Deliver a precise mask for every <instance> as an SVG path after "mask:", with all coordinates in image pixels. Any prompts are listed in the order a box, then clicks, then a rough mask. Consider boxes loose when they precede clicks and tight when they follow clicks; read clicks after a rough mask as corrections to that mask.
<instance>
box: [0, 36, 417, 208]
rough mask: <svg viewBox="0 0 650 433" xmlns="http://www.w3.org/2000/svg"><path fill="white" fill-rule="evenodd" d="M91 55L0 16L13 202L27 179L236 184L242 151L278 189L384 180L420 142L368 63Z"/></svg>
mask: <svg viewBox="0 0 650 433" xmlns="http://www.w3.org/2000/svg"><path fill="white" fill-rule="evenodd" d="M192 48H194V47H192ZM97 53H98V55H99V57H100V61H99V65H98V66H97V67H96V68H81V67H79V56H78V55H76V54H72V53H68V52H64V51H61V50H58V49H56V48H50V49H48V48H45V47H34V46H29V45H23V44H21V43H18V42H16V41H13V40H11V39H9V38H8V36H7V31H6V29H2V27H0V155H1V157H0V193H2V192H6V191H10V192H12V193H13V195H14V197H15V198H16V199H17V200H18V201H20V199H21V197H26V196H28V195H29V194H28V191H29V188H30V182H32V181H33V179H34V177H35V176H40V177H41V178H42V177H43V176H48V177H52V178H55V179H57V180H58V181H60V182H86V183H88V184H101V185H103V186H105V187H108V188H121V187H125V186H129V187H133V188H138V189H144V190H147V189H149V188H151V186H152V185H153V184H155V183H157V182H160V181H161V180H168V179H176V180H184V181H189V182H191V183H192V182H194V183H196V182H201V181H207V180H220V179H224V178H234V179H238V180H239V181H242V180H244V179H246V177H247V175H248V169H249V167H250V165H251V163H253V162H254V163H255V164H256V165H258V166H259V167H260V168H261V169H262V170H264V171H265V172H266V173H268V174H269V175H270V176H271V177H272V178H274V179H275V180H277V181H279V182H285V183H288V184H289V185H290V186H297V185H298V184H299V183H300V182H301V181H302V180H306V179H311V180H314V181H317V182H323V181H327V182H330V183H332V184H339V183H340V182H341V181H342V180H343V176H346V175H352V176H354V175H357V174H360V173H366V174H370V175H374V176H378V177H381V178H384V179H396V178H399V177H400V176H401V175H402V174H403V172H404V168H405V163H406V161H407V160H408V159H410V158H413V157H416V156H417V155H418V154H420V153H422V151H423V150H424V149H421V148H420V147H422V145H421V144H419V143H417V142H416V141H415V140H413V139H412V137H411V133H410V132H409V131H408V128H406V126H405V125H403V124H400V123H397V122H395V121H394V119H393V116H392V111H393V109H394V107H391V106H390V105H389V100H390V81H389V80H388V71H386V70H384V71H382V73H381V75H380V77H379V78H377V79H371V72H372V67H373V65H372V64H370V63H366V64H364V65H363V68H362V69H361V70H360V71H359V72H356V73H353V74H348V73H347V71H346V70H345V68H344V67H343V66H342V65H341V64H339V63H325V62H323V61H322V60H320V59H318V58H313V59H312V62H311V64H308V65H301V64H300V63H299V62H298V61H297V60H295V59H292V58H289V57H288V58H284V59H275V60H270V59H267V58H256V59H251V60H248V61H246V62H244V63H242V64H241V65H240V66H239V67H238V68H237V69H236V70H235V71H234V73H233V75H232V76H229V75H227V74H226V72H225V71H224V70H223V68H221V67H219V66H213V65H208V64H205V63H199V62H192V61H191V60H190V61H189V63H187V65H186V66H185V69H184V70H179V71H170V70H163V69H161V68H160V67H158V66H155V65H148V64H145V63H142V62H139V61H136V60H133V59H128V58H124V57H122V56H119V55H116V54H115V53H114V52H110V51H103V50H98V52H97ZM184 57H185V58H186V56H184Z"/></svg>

━━━━━━━━━━━━━━━━━━━━━━━━━━━━━━

Every line from the top of the material above through the line holding "box: [0, 36, 417, 208]" should be reproduced word for word, and nothing beyond it.

Deliver a precise mask for every <instance> as an SVG path after "mask:", with all coordinates in image pixels. Any prompts are listed in the order a box, then clicks, then a rough mask. Consider boxes loose when they precede clicks and tight when they follow clicks; read clicks after a rough mask as corrections to that mask.
<instance>
box: [0, 36, 417, 208]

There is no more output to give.